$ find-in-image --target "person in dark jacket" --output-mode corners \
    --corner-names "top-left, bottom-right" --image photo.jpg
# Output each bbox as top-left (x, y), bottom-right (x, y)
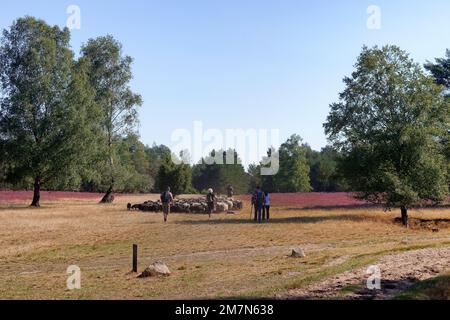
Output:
top-left (160, 187), bottom-right (174, 223)
top-left (206, 188), bottom-right (216, 218)
top-left (227, 185), bottom-right (234, 198)
top-left (253, 186), bottom-right (265, 223)
top-left (251, 189), bottom-right (258, 221)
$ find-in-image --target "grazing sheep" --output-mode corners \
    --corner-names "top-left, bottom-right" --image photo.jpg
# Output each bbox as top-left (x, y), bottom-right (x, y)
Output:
top-left (129, 197), bottom-right (243, 214)
top-left (225, 200), bottom-right (234, 211)
top-left (215, 202), bottom-right (228, 213)
top-left (131, 204), bottom-right (141, 210)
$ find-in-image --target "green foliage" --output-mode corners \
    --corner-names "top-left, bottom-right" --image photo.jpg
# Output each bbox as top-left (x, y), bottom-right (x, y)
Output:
top-left (192, 149), bottom-right (250, 195)
top-left (80, 35), bottom-right (143, 194)
top-left (425, 49), bottom-right (450, 186)
top-left (247, 148), bottom-right (277, 193)
top-left (77, 139), bottom-right (174, 193)
top-left (65, 135), bottom-right (158, 193)
top-left (157, 154), bottom-right (194, 196)
top-left (0, 17), bottom-right (99, 191)
top-left (247, 163), bottom-right (262, 192)
top-left (109, 135), bottom-right (152, 193)
top-left (425, 49), bottom-right (450, 98)
top-left (305, 145), bottom-right (347, 192)
top-left (324, 45), bottom-right (450, 208)
top-left (272, 135), bottom-right (311, 193)
top-left (145, 143), bottom-right (172, 187)
top-left (3, 17), bottom-right (447, 201)
top-left (248, 139), bottom-right (312, 193)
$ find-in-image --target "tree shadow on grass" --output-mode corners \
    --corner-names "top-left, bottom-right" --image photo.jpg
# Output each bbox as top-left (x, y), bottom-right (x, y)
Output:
top-left (178, 214), bottom-right (368, 225)
top-left (0, 205), bottom-right (49, 212)
top-left (220, 274), bottom-right (450, 300)
top-left (395, 217), bottom-right (450, 231)
top-left (280, 278), bottom-right (421, 300)
top-left (284, 204), bottom-right (450, 211)
top-left (283, 204), bottom-right (379, 211)
top-left (0, 201), bottom-right (96, 212)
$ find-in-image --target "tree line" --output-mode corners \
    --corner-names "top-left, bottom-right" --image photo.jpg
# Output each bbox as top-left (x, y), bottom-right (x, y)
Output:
top-left (0, 17), bottom-right (346, 204)
top-left (0, 17), bottom-right (449, 226)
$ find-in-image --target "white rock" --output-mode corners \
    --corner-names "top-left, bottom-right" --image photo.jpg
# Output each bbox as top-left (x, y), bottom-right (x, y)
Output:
top-left (138, 261), bottom-right (171, 278)
top-left (291, 247), bottom-right (306, 258)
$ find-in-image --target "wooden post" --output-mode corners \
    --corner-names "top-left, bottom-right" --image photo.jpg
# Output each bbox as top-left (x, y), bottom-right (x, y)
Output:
top-left (132, 244), bottom-right (138, 273)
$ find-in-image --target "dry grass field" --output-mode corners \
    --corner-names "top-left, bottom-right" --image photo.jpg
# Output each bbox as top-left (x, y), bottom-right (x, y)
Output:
top-left (1, 194), bottom-right (450, 300)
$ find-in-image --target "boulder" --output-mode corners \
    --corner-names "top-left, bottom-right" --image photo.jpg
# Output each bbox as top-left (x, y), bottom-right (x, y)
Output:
top-left (291, 247), bottom-right (306, 258)
top-left (138, 261), bottom-right (171, 278)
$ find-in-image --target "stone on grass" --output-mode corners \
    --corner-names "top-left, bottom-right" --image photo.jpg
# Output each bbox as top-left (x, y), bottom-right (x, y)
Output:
top-left (291, 247), bottom-right (306, 258)
top-left (138, 261), bottom-right (171, 278)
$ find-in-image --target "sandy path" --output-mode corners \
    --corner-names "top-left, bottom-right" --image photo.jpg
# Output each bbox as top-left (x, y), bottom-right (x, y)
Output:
top-left (281, 246), bottom-right (450, 300)
top-left (2, 234), bottom-right (450, 273)
top-left (3, 235), bottom-right (450, 300)
top-left (0, 242), bottom-right (334, 275)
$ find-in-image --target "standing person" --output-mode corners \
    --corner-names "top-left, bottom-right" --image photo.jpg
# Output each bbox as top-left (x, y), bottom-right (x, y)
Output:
top-left (251, 189), bottom-right (258, 221)
top-left (227, 185), bottom-right (234, 199)
top-left (206, 188), bottom-right (216, 218)
top-left (160, 187), bottom-right (174, 223)
top-left (263, 191), bottom-right (270, 221)
top-left (254, 186), bottom-right (265, 223)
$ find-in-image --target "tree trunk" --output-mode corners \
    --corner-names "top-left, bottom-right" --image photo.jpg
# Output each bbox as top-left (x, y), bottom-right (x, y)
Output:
top-left (30, 178), bottom-right (41, 207)
top-left (100, 134), bottom-right (115, 204)
top-left (100, 185), bottom-right (115, 203)
top-left (401, 206), bottom-right (409, 228)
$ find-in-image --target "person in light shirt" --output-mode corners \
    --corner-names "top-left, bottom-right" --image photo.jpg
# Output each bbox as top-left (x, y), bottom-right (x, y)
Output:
top-left (263, 192), bottom-right (270, 221)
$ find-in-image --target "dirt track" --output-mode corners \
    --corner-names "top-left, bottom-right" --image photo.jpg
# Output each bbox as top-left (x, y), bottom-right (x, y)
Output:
top-left (5, 239), bottom-right (450, 300)
top-left (2, 196), bottom-right (450, 299)
top-left (281, 246), bottom-right (450, 299)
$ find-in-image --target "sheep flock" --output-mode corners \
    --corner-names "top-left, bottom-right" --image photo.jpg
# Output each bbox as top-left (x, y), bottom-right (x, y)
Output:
top-left (128, 196), bottom-right (244, 214)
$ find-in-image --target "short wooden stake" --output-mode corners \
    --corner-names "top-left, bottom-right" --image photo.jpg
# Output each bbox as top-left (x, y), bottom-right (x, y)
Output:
top-left (132, 244), bottom-right (138, 273)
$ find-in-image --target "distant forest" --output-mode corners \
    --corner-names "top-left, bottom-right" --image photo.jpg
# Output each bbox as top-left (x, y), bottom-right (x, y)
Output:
top-left (0, 17), bottom-right (348, 197)
top-left (0, 130), bottom-right (347, 195)
top-left (1, 17), bottom-right (449, 215)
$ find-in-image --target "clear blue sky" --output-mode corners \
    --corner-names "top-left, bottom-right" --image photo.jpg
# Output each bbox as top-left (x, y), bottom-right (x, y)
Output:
top-left (2, 0), bottom-right (450, 164)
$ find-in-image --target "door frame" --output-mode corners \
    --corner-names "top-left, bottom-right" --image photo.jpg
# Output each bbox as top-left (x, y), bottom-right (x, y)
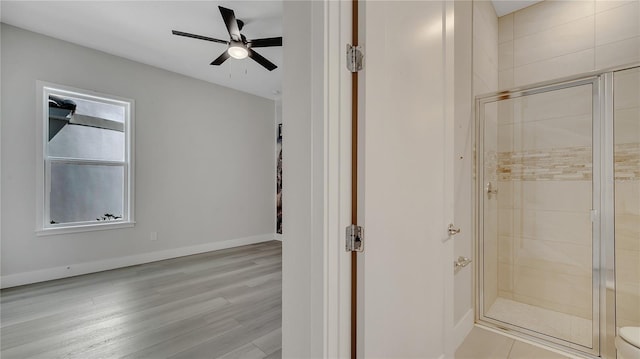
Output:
top-left (281, 0), bottom-right (352, 358)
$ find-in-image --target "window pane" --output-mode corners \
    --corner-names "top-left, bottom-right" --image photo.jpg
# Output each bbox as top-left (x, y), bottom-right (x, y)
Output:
top-left (67, 97), bottom-right (125, 123)
top-left (48, 94), bottom-right (125, 161)
top-left (50, 162), bottom-right (124, 224)
top-left (49, 125), bottom-right (124, 161)
top-left (49, 96), bottom-right (125, 123)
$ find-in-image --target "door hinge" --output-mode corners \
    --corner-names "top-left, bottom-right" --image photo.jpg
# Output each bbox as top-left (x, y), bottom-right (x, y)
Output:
top-left (346, 44), bottom-right (364, 73)
top-left (346, 224), bottom-right (364, 252)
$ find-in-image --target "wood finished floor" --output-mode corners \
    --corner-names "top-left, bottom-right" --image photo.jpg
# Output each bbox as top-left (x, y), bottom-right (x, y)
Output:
top-left (0, 240), bottom-right (282, 359)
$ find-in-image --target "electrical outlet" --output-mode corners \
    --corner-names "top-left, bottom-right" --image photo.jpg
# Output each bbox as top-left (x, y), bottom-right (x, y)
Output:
top-left (150, 232), bottom-right (158, 241)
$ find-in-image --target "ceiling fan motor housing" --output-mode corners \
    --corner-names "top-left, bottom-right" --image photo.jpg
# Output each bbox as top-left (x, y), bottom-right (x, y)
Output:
top-left (171, 6), bottom-right (281, 71)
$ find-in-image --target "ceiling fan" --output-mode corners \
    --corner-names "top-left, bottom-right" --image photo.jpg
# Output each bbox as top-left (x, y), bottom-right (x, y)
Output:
top-left (172, 6), bottom-right (282, 71)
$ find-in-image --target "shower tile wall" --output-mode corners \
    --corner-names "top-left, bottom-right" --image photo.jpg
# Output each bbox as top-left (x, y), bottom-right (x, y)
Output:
top-left (615, 67), bottom-right (640, 329)
top-left (474, 0), bottom-right (499, 310)
top-left (498, 0), bottom-right (640, 90)
top-left (475, 0), bottom-right (499, 95)
top-left (493, 0), bottom-right (640, 332)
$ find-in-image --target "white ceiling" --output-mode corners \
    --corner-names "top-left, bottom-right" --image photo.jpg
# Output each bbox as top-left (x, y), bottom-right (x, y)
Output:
top-left (0, 1), bottom-right (283, 100)
top-left (491, 0), bottom-right (544, 17)
top-left (1, 0), bottom-right (543, 99)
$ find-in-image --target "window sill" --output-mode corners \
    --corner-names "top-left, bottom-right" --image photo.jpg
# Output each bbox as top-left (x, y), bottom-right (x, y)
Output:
top-left (36, 221), bottom-right (136, 236)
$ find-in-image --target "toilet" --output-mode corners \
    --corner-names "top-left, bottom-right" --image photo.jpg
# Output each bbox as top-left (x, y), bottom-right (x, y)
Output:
top-left (616, 327), bottom-right (640, 359)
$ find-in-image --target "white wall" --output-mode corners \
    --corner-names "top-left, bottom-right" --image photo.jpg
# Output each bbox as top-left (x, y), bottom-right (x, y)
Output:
top-left (0, 24), bottom-right (276, 286)
top-left (281, 0), bottom-right (333, 356)
top-left (453, 0), bottom-right (476, 348)
top-left (275, 98), bottom-right (282, 126)
top-left (475, 1), bottom-right (499, 96)
top-left (473, 0), bottom-right (500, 312)
top-left (281, 1), bottom-right (316, 356)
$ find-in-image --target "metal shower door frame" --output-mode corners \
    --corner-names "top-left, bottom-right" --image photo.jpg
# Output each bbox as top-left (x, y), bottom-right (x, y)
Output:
top-left (474, 74), bottom-right (607, 358)
top-left (599, 64), bottom-right (640, 359)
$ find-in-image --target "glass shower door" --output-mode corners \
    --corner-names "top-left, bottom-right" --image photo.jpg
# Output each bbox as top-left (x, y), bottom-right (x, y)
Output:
top-left (614, 66), bottom-right (640, 334)
top-left (478, 78), bottom-right (599, 355)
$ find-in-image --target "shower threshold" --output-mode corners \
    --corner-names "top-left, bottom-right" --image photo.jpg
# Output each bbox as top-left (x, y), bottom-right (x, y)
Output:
top-left (486, 297), bottom-right (592, 349)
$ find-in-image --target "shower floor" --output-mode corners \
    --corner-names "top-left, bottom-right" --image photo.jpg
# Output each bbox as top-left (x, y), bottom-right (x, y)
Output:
top-left (486, 297), bottom-right (592, 348)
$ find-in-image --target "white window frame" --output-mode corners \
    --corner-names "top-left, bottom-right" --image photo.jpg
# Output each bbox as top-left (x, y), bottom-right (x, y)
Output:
top-left (36, 81), bottom-right (135, 235)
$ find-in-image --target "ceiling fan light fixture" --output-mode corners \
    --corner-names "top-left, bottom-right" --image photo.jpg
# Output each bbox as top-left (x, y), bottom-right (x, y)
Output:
top-left (228, 42), bottom-right (248, 59)
top-left (172, 6), bottom-right (280, 70)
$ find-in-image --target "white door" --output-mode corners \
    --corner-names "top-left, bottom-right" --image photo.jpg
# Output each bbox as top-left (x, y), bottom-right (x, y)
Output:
top-left (356, 1), bottom-right (456, 358)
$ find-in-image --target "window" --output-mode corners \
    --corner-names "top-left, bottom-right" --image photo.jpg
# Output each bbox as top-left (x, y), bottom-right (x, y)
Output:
top-left (37, 83), bottom-right (134, 234)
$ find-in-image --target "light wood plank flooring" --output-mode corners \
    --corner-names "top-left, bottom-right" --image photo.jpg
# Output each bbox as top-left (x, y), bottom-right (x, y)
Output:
top-left (0, 240), bottom-right (282, 359)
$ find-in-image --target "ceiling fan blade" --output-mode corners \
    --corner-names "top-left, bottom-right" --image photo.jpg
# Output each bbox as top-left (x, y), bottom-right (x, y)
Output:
top-left (210, 51), bottom-right (231, 66)
top-left (218, 6), bottom-right (241, 41)
top-left (248, 49), bottom-right (277, 71)
top-left (248, 37), bottom-right (283, 48)
top-left (172, 30), bottom-right (228, 45)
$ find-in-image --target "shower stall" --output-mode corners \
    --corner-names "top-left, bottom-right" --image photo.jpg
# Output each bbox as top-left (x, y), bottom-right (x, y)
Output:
top-left (476, 65), bottom-right (639, 358)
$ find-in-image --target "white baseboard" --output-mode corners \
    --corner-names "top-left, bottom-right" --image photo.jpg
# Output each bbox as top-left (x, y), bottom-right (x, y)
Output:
top-left (453, 308), bottom-right (475, 352)
top-left (274, 233), bottom-right (283, 241)
top-left (1, 233), bottom-right (276, 289)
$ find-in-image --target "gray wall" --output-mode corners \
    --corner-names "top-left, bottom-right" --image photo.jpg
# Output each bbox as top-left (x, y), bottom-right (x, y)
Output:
top-left (1, 24), bottom-right (275, 278)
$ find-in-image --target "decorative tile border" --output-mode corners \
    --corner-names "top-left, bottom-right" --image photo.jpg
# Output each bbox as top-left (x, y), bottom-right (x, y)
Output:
top-left (615, 143), bottom-right (640, 181)
top-left (497, 147), bottom-right (592, 181)
top-left (495, 143), bottom-right (639, 181)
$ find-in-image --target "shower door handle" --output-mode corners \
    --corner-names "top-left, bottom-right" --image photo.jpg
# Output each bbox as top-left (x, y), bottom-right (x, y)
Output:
top-left (448, 223), bottom-right (461, 236)
top-left (486, 182), bottom-right (498, 197)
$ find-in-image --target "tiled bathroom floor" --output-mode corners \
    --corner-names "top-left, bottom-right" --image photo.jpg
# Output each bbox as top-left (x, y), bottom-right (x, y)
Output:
top-left (486, 298), bottom-right (592, 347)
top-left (456, 326), bottom-right (573, 359)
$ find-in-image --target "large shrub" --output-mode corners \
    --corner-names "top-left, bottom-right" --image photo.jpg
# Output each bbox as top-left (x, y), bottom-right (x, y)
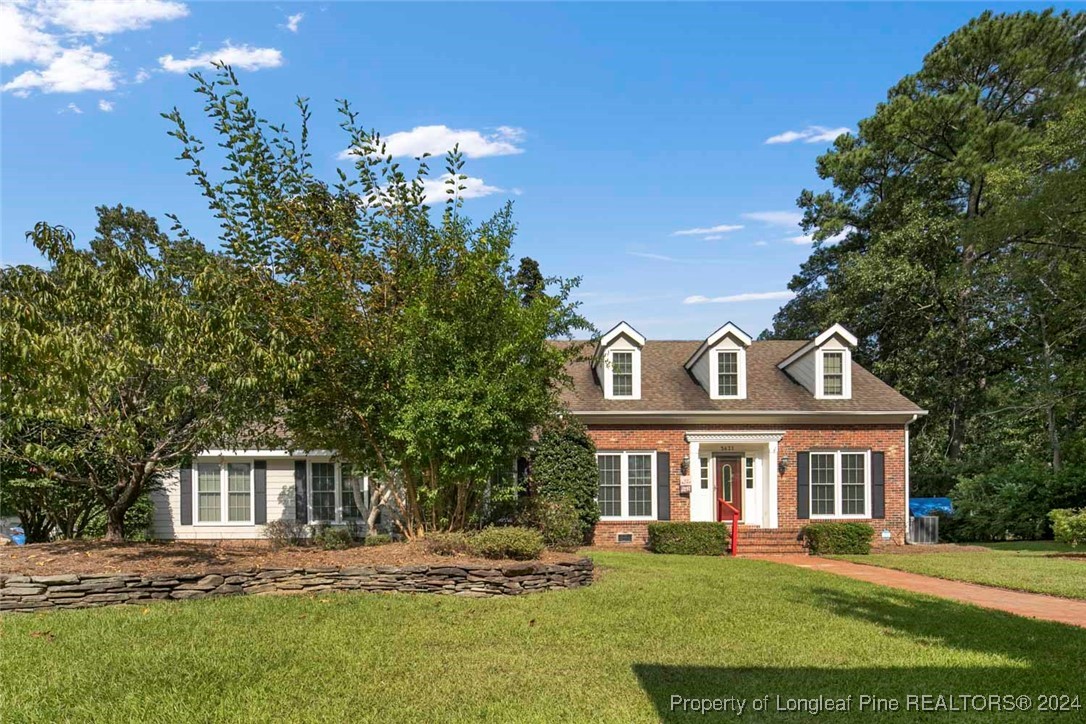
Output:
top-left (426, 531), bottom-right (476, 556)
top-left (471, 526), bottom-right (544, 560)
top-left (1049, 509), bottom-right (1086, 548)
top-left (949, 464), bottom-right (1086, 541)
top-left (519, 497), bottom-right (585, 551)
top-left (529, 418), bottom-right (600, 538)
top-left (648, 522), bottom-right (728, 556)
top-left (802, 522), bottom-right (875, 555)
top-left (263, 519), bottom-right (307, 548)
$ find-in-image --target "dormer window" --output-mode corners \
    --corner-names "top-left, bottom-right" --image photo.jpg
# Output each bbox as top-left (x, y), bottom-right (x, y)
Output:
top-left (822, 351), bottom-right (844, 396)
top-left (684, 322), bottom-right (751, 400)
top-left (717, 350), bottom-right (739, 397)
top-left (612, 351), bottom-right (634, 397)
top-left (594, 322), bottom-right (645, 400)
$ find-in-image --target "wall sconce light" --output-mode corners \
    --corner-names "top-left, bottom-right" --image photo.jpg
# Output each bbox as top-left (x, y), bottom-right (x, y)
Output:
top-left (680, 456), bottom-right (690, 475)
top-left (778, 456), bottom-right (790, 475)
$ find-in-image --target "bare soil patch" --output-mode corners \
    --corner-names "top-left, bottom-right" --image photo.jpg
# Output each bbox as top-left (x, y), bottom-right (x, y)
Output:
top-left (1, 540), bottom-right (582, 577)
top-left (865, 543), bottom-right (993, 555)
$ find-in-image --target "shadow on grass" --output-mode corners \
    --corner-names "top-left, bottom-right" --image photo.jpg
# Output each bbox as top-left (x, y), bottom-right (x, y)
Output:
top-left (635, 585), bottom-right (1086, 721)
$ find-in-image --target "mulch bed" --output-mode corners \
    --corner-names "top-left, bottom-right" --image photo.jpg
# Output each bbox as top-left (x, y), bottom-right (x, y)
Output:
top-left (864, 543), bottom-right (994, 555)
top-left (0, 540), bottom-right (582, 577)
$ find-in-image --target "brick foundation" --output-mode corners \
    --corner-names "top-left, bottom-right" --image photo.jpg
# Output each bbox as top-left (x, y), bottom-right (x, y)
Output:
top-left (586, 423), bottom-right (908, 546)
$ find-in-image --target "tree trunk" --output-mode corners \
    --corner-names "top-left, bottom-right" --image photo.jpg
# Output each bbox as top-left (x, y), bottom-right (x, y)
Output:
top-left (104, 505), bottom-right (126, 541)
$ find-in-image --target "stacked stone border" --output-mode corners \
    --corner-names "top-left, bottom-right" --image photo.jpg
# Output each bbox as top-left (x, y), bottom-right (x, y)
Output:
top-left (0, 559), bottom-right (594, 613)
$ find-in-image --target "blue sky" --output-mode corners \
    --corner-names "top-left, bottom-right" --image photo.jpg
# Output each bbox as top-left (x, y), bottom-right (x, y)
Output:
top-left (3, 1), bottom-right (1077, 339)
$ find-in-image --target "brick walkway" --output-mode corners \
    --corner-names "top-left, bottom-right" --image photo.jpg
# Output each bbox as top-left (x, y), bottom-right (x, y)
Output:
top-left (750, 554), bottom-right (1086, 629)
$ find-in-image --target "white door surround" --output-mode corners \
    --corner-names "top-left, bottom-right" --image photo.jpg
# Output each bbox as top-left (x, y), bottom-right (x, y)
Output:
top-left (686, 431), bottom-right (784, 528)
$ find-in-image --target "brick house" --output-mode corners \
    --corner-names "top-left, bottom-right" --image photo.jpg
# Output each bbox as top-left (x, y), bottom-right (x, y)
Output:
top-left (563, 322), bottom-right (925, 552)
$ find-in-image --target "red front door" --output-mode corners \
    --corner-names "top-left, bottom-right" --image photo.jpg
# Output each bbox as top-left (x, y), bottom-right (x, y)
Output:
top-left (715, 457), bottom-right (742, 522)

────────────────────

__EXERCISE DETAILS__: Whenever a line in the data holds "wooden", copy that line.

__RESULT OF THE EXERCISE__:
$ find-in-image --target "wooden post" --output-mode corners \
$ find-in-image --target "short wooden stake" --output-mode corners \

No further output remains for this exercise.